:: Available records ::

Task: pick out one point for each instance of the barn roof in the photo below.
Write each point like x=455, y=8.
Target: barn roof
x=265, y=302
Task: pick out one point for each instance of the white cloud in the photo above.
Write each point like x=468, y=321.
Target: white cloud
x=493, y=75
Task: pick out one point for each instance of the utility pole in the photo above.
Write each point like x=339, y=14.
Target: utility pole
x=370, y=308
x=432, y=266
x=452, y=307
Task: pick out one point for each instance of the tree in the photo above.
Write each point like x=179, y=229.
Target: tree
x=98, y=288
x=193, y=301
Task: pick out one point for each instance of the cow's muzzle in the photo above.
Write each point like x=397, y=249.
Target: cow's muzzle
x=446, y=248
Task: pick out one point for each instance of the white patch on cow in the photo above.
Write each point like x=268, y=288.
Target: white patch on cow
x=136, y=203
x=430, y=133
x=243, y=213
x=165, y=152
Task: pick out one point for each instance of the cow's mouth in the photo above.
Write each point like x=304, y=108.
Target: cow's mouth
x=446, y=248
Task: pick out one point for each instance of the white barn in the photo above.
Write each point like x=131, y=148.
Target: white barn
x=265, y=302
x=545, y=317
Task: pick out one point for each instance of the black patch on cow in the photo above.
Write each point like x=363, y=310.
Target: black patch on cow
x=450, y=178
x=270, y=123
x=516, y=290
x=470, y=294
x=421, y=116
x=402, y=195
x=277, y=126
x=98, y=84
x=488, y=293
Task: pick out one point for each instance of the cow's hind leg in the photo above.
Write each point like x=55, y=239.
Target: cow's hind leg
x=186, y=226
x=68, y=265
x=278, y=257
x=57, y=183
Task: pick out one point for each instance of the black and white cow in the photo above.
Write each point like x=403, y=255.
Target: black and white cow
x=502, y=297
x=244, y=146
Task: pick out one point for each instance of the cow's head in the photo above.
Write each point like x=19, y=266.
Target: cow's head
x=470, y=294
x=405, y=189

:: Given instruction ::
Put every line of the items above into a numbered list, leaving out any blank lines.

:: Complete answer ::
1. Task: pick out one point for each instance of the barn roof in the photo below.
2. Write each point like x=455, y=8.
3. Target: barn roof
4. x=265, y=302
5. Task: pick out one point for each instance of the white cloud in the photo above.
6. Write each point like x=468, y=321.
7. Target: white cloud
8. x=493, y=75
9. Task: pick out one point for each instance of the utility pole in the photo above.
10. Write each point like x=339, y=14.
11. Target: utility pole
12. x=370, y=308
13. x=432, y=266
14. x=452, y=307
15. Task: pick out one point for each instance of the tree in the photo above.
16. Write each point like x=179, y=229.
17. Target: tree
18. x=98, y=288
19. x=193, y=301
20. Task: pick out one point for each instance of the cow's muzzle in the photo above.
21. Write each point like x=397, y=249.
22. Target: cow's muzzle
23. x=446, y=248
24. Task: pick out one point for each instance of the white patch on cow in the photo above.
25. Write each point like x=268, y=288.
26. Target: white patch on cow
27. x=136, y=203
28. x=430, y=133
29. x=243, y=213
30. x=165, y=152
31. Task: pick out one point for each instance of the cow's mouth in the photo above.
32. Write each point like x=304, y=108.
33. Target: cow's mouth
34. x=446, y=248
35. Task: pick out one point for each instance of the white barn in the photo above.
36. Write each point like x=131, y=148.
37. Target: white barn
38. x=265, y=302
39. x=545, y=317
40. Task: pick out one point for each instance of the black patch on cow in the photo above.
41. Write each point like x=363, y=310.
42. Target: black patch on cow
43. x=450, y=178
44. x=270, y=123
45. x=516, y=290
46. x=470, y=294
47. x=421, y=116
48. x=402, y=195
49. x=277, y=126
50. x=98, y=84
51. x=488, y=293
52. Task: pick out one point for each instance of the cow's hind leg in the photo above.
53. Write each point like x=55, y=239.
54. Target: cow's hind leg
55. x=186, y=226
56. x=68, y=265
57. x=278, y=257
58. x=57, y=183
59. Task: pick out one point for each instance of the black and white cow in the photo above.
60. Write each point like x=403, y=255.
61. Target: black and white cow
62. x=502, y=297
63. x=244, y=146
64. Task: pick out one point for each instance of the cow's head in the photo above.
65. Write each point like x=19, y=266.
66. Target: cow's head
67. x=470, y=294
68. x=405, y=189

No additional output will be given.